▶ REQUIRED ACTION 1: Decide whether each of the statements (a), (b) and (c) agrees with the passage on the automated image-voting bot. Answer yes or no for each, and quote the deciding words of that passage exactly: (a) The bot checks the API for new voting rounds every 10 seconds. (b) Each voting round displayed three AI-generated images along with a text prompt. (c) The author already had programming experience when the project began.
▶ REQUIRED ACTION 2: Extend the passage on the automated image-voting bot, starting right after its final sentence.

▶ TEXT PASSAGE:
━━━━━━━━━━━━━━━━━━━━

AUTOMATED IMAGE VOTING SYSTEM

Python • PyTorch • Transformers

This was my first programming project, built with Claude guiding the implementation. I found a crypto platform paying users to vote on which AI-generated images best matched text prompts. Easy beer money, until I realized I was clicking through hundreds of comparisons daily. I figured computers should be good at this, so I decided to automate it.

Started knowing nothing about programming, ended up deploying a PM2-managed daemon using PyTorch and CLIP models. In the end, I made some beer money,

The Journey

The Problem

Each voting round showed three AI-generated images and a text prompt. Pick the best match, submit, repeat. After a few hundred rounds, the pattern became clear: this was exactly the kind of repetitive task computers excel at. Time to learn how to make that happen.

Image voting interface showing three options

Making It Run

The bot needed to run 24/7, so we set up PM2 to keep it alive and restart if anything crashed. Every 5 seconds, it polls the API for new voting rounds, processes the images, and submits votes. JWT tokens handle authentication, with automatic refresh when they expire. Simple loop, but it had to be reliable.

━━━━━━━━━━━━━━━━━━━━

▶ DATA SHOWN:
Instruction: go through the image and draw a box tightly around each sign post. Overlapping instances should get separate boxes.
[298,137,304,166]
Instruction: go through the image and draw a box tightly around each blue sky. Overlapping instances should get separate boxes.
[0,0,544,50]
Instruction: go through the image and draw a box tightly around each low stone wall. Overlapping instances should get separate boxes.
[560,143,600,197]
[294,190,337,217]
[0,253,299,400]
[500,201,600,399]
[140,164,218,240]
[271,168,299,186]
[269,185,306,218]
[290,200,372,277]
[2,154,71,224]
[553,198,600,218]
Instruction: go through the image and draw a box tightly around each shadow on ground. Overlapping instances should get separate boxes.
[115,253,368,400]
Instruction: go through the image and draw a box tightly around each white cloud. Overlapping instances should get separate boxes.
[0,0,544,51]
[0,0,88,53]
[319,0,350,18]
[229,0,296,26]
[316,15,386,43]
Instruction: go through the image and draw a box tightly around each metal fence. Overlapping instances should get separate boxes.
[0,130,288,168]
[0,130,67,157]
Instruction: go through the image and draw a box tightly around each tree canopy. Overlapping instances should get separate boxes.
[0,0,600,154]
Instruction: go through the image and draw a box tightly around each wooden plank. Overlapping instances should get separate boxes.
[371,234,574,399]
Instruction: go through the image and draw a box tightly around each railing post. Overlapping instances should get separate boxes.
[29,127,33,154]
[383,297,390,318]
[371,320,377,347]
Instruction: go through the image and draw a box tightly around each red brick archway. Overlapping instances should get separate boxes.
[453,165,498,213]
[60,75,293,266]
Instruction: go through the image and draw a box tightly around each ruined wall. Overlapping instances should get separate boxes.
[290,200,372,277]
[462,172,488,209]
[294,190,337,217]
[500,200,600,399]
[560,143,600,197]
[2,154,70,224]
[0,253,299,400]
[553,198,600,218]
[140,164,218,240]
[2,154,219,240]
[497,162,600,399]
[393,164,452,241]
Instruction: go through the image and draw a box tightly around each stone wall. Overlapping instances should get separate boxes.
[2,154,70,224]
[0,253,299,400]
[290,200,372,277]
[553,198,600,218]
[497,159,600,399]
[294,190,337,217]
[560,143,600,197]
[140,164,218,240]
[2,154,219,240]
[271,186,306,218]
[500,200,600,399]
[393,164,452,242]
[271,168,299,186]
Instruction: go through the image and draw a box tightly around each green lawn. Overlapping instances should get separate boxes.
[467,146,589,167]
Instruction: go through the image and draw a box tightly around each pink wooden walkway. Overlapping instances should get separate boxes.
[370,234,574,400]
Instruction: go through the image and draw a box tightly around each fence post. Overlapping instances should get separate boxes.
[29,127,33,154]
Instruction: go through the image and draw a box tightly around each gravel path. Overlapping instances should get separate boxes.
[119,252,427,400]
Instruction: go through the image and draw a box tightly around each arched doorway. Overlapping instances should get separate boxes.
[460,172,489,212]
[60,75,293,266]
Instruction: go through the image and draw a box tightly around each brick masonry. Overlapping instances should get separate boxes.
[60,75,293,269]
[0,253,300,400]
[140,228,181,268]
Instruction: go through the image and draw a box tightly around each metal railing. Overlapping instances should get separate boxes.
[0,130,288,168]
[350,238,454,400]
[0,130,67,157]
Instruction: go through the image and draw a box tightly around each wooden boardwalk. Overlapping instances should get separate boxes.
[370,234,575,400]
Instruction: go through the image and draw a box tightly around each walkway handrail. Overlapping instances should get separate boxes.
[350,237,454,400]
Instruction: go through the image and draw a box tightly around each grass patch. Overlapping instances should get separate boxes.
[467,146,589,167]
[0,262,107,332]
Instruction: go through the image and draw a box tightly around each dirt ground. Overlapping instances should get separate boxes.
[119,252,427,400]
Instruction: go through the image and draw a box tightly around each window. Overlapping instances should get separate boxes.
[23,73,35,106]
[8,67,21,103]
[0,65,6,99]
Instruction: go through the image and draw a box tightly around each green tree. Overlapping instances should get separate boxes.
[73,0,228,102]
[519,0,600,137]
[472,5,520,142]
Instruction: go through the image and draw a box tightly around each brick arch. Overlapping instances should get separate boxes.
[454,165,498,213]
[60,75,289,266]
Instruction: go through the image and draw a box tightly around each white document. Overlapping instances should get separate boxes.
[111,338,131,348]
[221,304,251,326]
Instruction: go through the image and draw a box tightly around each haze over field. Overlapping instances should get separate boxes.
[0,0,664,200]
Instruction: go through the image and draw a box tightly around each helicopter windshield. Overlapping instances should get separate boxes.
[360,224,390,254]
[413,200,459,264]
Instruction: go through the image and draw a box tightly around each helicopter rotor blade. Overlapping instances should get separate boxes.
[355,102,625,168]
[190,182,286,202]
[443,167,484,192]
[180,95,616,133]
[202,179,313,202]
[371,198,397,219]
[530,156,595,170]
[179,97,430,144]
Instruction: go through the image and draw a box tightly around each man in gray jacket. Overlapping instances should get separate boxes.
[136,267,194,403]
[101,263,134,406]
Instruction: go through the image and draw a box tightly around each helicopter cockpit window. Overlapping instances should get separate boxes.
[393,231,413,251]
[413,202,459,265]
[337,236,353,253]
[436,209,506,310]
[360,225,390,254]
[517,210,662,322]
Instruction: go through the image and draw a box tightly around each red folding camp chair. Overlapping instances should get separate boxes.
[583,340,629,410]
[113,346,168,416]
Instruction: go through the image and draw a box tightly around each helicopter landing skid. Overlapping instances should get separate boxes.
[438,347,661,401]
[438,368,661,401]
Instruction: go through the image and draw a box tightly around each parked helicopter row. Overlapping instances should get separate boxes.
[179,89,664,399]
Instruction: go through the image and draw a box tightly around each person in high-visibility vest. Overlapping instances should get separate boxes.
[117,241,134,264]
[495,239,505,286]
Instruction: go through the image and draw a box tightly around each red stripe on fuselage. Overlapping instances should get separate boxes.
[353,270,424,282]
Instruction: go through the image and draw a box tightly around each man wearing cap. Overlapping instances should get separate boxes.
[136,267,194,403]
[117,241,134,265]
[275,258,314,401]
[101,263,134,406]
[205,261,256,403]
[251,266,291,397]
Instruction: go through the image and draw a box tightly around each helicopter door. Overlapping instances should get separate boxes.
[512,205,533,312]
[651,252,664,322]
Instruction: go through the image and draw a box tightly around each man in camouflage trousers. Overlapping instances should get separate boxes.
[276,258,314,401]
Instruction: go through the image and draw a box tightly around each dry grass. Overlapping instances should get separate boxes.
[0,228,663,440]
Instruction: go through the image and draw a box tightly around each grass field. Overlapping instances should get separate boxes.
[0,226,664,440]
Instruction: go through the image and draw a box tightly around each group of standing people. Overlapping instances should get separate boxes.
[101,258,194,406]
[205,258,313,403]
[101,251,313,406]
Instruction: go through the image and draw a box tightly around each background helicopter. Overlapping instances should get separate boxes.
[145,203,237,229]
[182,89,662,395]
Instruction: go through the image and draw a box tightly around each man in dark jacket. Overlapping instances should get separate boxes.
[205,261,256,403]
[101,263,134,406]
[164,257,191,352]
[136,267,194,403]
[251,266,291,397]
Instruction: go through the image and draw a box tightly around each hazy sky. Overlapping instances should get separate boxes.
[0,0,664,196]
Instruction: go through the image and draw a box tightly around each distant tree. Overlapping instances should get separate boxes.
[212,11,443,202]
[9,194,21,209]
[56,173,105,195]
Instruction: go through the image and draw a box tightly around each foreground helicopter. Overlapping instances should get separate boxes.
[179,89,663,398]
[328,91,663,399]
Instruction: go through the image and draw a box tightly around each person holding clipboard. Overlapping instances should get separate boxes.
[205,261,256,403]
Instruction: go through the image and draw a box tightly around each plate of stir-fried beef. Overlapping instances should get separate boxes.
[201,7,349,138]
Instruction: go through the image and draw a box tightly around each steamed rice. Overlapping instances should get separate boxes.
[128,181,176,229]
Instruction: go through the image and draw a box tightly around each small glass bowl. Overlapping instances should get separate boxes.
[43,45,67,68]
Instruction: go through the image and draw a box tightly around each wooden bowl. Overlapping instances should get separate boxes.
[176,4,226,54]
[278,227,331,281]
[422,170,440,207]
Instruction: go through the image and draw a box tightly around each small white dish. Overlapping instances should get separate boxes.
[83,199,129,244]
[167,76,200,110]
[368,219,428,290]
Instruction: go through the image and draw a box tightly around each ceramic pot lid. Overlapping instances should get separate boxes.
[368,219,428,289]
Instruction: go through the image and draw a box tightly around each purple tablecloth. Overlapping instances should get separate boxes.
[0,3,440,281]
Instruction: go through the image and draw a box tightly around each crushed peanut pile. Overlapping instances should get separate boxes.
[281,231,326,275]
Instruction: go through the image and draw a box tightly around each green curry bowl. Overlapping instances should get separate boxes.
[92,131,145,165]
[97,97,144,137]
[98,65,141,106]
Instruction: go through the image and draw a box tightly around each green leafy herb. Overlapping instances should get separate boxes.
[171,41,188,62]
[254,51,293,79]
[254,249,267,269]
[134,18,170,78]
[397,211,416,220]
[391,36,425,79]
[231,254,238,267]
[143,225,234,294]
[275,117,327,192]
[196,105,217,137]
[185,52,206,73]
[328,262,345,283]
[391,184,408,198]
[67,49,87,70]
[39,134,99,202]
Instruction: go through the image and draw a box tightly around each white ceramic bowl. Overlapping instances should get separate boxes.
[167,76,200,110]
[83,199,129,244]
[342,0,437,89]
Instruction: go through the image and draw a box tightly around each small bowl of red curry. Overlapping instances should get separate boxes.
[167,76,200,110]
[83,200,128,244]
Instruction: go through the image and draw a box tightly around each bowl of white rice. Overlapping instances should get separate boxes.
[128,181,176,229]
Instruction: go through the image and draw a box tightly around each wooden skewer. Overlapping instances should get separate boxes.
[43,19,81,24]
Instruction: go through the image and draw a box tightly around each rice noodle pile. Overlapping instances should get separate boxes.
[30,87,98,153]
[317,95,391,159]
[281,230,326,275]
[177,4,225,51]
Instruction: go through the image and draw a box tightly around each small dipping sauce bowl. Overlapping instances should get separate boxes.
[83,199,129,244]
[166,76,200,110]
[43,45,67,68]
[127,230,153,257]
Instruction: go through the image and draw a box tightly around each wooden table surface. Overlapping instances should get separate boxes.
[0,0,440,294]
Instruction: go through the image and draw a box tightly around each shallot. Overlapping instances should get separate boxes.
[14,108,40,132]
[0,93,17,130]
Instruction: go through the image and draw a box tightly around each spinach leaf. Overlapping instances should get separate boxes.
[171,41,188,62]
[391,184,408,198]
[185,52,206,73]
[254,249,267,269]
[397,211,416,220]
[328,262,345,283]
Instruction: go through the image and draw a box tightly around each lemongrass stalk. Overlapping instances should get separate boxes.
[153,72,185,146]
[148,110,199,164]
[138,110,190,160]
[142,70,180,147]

━━━━━━━━━━━━━━━━━━━━

▶ TASK ANSWER 1:
(a) No: "Every 5 seconds, it polls the API for new voting rounds"
(b) Yes: "Each voting round showed three AI-generated images and a text prompt."
(c) No: "Started knowing nothing about programming"

▶ TASK ANSWER 2:
Bot dashboard showing real-time activity

Three Attempts

Version 1: Started with the bot picking random pictures. I still was super amazed by seeing my mouse move on it's own though. After making tests, this version scored 33% accuracy, but it proved automation was possible and this motivated me even more to keep improving it.

Version 2: Learned about computer vision and NLP. Used ResNet18 to extract image features, OCR to read any text in images, and sentiment analysis to match against prompts. Hit 40% accuracy, but struggled with abstract concepts that didn't have clear visual or textual signals.

Version 3: Discovered CLIP. the bot now was able to understand semantic relationships between images and language. We switched to CLIP's joint embeddings and calculated cosine similarity scores then got 90% accuracy. Turns out the problem was already solved, I just needed to find the right tool. I stopped at this version because if I aimed for "perfect" results, I thought that I might get caught.

Three versions showing accuracy progression

How It Works

The final system runs in a continuous loop: fetch voting rounds from the API, download the three images, pass them through CLIP's vision transformer along with the text prompt, calculate similarity scores, submit the highest-scoring match. PM2 manages the process with automatic restarts and memory limits to keep it stable.

System architecture diagram

What I Learned

I was able to understand for the first time, more abstract concepts about technology. I found a different way of thinking, I mainly was hooked after all that.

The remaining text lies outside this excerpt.